TASK DETAILS: Below are the entries. Set down exactly the line containing "Where can the wide-spreading" and each line after it.
GIVEN INFORMATION below:
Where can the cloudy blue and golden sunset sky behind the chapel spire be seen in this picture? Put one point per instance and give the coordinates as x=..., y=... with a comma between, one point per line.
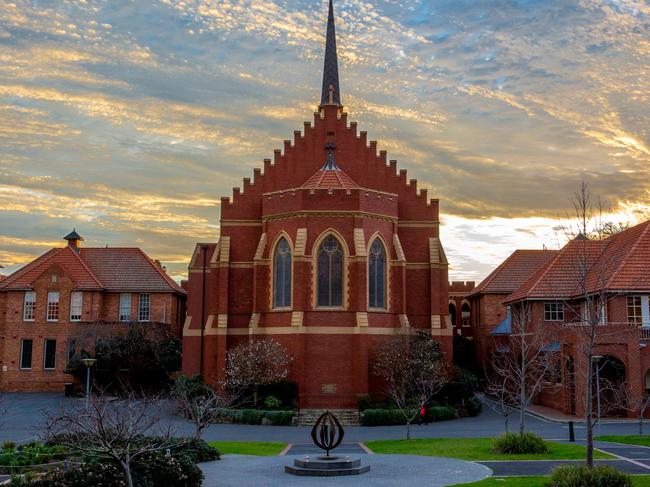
x=129, y=119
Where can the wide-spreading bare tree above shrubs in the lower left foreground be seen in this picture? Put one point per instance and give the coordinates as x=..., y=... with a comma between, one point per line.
x=111, y=429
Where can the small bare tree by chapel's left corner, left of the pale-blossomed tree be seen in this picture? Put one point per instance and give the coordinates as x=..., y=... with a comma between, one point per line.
x=202, y=404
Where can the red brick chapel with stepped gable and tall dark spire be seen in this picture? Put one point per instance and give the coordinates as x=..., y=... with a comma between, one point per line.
x=328, y=250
End of GIVEN INFORMATION.
OUTPUT BELOW:
Where can the wide-spreading bare tree above shrubs in the lower left foreground be seen in this picture? Put one point per instance and give the coordinates as x=..., y=... with a comma between, one point per line.
x=111, y=429
Where can the small bare tree by chapel's left corner, left of the pale-blossomed tree be seen in this picture? Put one point per instance and give the coordinates as x=..., y=... with a comma between, one point per line.
x=202, y=404
Where can the red brick chapel with stepped gable and tall dark spire be seen in this picture? Put one point per instance and give the coordinates as x=..., y=... with a comma between, one point per line.
x=328, y=250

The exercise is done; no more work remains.